TASKS TO CARRY OUT:
a. Shorten the paragraph in the text-mining excerpt that begins "We can also create" while keeping its main facts.
b. Please reproduce the passage from the text-mining excerpt starting with "A token is a" and going on through "data(stop_words)".

SOURCE EXCERPT:

A token is a meaningful unit of text, most often a word, that we are interested in using for further analysis, and tokenization is the process of splitting text into tokens (Silge & Robinson, Tidy Text Mining in R)

Code
tidy_text <- text_df %>%
  unnest_tokens(word, text)
tidy_text

Now, let’s remove stop words (articles, etc.) that we don’t want to analyze:

Code
data(stop_words)

tidy_text <- tidy_text %>%
  anti_join(stop_words)

Let’s count the frequency of words:

Code
tidy_text %>%
  count(word, sort = T)

Let’s plot the frequencies of the top 20 words:

Code
tidy_text %>%
  count(word, sort = T) %>%
  top_n(20) %>%
  mutate(word = reorder(word, n)) %>%
  ggplot(aes(n, word)) +
  geom_col() +
  labs(y = NULL) + 
  my_theme()

Sentiments

We can also do some basic sentiment analysis to see how positive or negative word usage was.

For example, we can ask: How negative is Jenny?

Code
tidy_text %>%
  inner_join(get_sentiments("bing")) %>%
  count(sentiment, sort = T)

We can also create an “index” variable to chunk the text. In this case, since the texts are across time, we can get a sense of changes in word usage over time.

Does her negativity change over time?

Code
tidy_text %>%
  inner_join(get_sentiments("bing")) %>%
  count(sentiment, index = line%/%100, sort = T)

We can also plot that:

Code
p <- tidy_text %>%
  inner_join(get_sentiments("bing")) %>%
  count(sentiment, index = line%/%100, sort = T) %>%
  ggplot(aes(x = index, y = n, color = sentiment)) + 
    geom_line() + 
    geom_point() + 
    my_theme()
p

We see a bifurcation later on that may correspond to the death of her son.

Let’s format that a bit more:

Code
p + 
  scale_color_manual(values = c("grey40", "goldenrod")) + 
  scale_x_continuous(limits = c(0,18), breaks = seq(0,15,5)) + 
  annotate("label"
           , label = "negative"
           , y = 32
           , x = 15.5
           , hjust = 0
           , fill = "grey40"
           , color = "white") + 
  annotate("label"
           , label = "positive"
           , y = 13
           , x = 15.5
           , hjust = 0
           , fill = "goldenrod")  +
  labs(x = "Chunk", y = "Count") + 
  theme(legend.position = "none")

We can also look at the most common negative and positive words:

Code
tidy_text %>%
  inner_join(get_sentiments("bing")) %>%
  count(sentiment, word, sort = T) %>%
  group_by(sentiment) %>%
  top_n(10)

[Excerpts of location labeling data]

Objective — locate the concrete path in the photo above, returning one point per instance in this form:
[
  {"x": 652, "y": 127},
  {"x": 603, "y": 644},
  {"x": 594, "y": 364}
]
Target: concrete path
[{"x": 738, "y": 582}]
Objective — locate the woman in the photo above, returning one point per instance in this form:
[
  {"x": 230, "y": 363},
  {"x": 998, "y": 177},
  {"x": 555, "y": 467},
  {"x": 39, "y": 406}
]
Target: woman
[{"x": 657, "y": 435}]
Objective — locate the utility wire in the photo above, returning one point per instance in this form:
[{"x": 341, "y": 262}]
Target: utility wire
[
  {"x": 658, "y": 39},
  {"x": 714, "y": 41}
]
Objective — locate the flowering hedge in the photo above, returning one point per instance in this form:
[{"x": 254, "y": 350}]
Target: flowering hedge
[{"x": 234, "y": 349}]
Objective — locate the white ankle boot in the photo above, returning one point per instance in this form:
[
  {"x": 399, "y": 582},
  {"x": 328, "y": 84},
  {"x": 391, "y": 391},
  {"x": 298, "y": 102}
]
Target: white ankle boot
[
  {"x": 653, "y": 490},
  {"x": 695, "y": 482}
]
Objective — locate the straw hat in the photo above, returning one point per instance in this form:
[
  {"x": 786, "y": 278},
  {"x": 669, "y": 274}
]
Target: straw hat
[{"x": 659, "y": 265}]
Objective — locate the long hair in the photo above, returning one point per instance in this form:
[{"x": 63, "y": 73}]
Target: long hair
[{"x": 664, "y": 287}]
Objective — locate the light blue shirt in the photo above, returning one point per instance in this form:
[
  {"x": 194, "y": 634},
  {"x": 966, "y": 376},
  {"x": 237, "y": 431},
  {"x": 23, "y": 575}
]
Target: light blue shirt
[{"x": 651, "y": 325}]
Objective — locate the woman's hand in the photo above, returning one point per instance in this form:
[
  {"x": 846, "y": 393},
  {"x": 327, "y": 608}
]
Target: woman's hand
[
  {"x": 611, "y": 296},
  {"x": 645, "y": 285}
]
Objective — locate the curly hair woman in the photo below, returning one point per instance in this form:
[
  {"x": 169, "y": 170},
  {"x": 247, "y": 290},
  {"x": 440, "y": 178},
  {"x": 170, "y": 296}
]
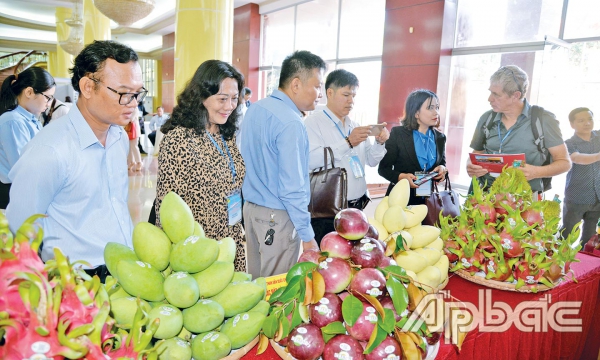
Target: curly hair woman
[{"x": 198, "y": 158}]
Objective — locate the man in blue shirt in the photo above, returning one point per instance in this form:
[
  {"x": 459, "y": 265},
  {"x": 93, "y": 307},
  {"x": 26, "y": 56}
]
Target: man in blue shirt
[
  {"x": 75, "y": 169},
  {"x": 275, "y": 150}
]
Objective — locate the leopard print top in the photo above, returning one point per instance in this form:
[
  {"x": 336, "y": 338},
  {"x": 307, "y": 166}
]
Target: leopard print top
[{"x": 191, "y": 166}]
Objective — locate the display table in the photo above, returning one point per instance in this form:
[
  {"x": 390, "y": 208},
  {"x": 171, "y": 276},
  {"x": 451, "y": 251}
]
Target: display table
[{"x": 516, "y": 344}]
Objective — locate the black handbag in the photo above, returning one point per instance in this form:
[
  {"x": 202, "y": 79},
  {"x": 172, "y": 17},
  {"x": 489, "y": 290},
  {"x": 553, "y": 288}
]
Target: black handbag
[
  {"x": 328, "y": 189},
  {"x": 446, "y": 201}
]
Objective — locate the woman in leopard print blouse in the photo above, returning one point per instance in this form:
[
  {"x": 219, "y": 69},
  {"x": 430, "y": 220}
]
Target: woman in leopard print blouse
[{"x": 198, "y": 157}]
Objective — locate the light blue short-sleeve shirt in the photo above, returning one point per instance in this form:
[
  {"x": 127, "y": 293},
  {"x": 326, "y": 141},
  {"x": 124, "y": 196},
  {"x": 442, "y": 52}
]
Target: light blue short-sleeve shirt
[{"x": 78, "y": 183}]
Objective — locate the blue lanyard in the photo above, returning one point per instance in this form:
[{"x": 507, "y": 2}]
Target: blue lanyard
[
  {"x": 426, "y": 143},
  {"x": 502, "y": 138},
  {"x": 336, "y": 125},
  {"x": 231, "y": 163}
]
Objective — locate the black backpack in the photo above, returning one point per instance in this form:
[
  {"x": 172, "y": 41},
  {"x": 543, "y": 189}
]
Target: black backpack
[{"x": 538, "y": 134}]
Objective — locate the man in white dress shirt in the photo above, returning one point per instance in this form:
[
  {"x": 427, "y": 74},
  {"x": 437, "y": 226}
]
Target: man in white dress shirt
[
  {"x": 156, "y": 123},
  {"x": 352, "y": 148}
]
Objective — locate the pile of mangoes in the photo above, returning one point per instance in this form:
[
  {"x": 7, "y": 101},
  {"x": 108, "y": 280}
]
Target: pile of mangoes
[
  {"x": 188, "y": 281},
  {"x": 421, "y": 253}
]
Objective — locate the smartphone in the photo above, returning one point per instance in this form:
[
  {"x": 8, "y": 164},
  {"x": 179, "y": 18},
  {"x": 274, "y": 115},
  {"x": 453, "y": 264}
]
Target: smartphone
[
  {"x": 425, "y": 178},
  {"x": 376, "y": 129}
]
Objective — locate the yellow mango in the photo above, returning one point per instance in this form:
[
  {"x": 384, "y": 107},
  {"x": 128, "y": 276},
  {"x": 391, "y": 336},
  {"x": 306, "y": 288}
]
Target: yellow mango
[
  {"x": 400, "y": 194},
  {"x": 381, "y": 208},
  {"x": 410, "y": 260},
  {"x": 394, "y": 219},
  {"x": 431, "y": 277},
  {"x": 432, "y": 255},
  {"x": 437, "y": 244},
  {"x": 423, "y": 235},
  {"x": 415, "y": 214},
  {"x": 412, "y": 275},
  {"x": 383, "y": 234}
]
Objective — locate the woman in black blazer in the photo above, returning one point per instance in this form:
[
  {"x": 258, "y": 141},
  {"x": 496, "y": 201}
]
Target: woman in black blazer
[{"x": 404, "y": 157}]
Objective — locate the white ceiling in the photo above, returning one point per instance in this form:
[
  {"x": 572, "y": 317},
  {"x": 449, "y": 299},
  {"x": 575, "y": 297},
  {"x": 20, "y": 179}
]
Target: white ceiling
[{"x": 31, "y": 21}]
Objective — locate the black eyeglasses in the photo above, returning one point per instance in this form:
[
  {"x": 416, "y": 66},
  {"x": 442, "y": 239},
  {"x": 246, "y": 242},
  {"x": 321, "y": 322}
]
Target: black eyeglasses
[
  {"x": 125, "y": 98},
  {"x": 48, "y": 98}
]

SOLUTIONS TO THE TASKS:
a. An "index" variable can split the text into chunks. Because these texts span time, this shows how word usage changes over time.

b.
A token is a meaningful unit of text, most often a word, that we are interested in using for further analysis, and tokenization is the process of splitting text into tokens (Silge & Robinson, Tidy Text Mining in R)

Code
tidy_text <- text_df %>%
  unnest_tokens(word, text)
tidy_text

Now, let’s remove stop words (articles, etc.) that we don’t want to analyze:

Code
data(stop_words)